- DATA FOR THE TASK:
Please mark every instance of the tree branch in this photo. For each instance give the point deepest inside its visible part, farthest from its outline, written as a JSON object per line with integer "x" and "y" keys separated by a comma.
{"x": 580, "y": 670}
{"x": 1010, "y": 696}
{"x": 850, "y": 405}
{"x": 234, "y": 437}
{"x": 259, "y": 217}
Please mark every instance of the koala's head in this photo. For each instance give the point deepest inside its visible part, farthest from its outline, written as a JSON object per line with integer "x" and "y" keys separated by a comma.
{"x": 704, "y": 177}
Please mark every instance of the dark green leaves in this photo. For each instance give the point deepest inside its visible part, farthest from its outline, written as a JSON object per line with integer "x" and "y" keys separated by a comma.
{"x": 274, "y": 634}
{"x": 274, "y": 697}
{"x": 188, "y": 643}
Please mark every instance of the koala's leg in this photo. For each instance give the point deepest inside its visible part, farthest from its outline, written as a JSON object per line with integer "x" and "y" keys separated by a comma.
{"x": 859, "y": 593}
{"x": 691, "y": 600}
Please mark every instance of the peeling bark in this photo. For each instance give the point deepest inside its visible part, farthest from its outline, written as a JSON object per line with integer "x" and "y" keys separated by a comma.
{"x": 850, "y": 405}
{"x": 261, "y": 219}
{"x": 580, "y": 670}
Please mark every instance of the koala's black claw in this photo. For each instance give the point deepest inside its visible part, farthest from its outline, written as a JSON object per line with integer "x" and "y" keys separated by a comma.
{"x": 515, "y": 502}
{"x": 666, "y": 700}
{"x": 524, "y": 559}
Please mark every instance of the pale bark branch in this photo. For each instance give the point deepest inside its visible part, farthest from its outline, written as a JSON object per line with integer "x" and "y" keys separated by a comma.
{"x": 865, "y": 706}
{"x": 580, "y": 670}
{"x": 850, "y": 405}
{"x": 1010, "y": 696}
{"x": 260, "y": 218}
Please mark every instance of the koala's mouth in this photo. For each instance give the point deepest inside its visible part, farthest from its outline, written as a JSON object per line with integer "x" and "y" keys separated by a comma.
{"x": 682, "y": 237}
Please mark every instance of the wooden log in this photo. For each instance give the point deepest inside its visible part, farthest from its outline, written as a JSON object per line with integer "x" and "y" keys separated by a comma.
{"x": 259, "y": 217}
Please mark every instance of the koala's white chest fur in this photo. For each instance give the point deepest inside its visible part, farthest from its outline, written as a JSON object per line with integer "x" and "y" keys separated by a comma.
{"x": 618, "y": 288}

- EXERCISE REQUIREMENTS:
Reproduce only the data from the line with "Please mark every instance of the koala's white" through the end, substituting "belly fur" for "chest fur" and leaving everything else unchanged.

- CORRECT ANSWER:
Please mark every instance of the koala's white belly fur in this photo. For each instance give the point deepest inside its visible part, farthest from its outline, written as a JSON object per line with integer "x" and "y" keys separated by a comma.
{"x": 618, "y": 288}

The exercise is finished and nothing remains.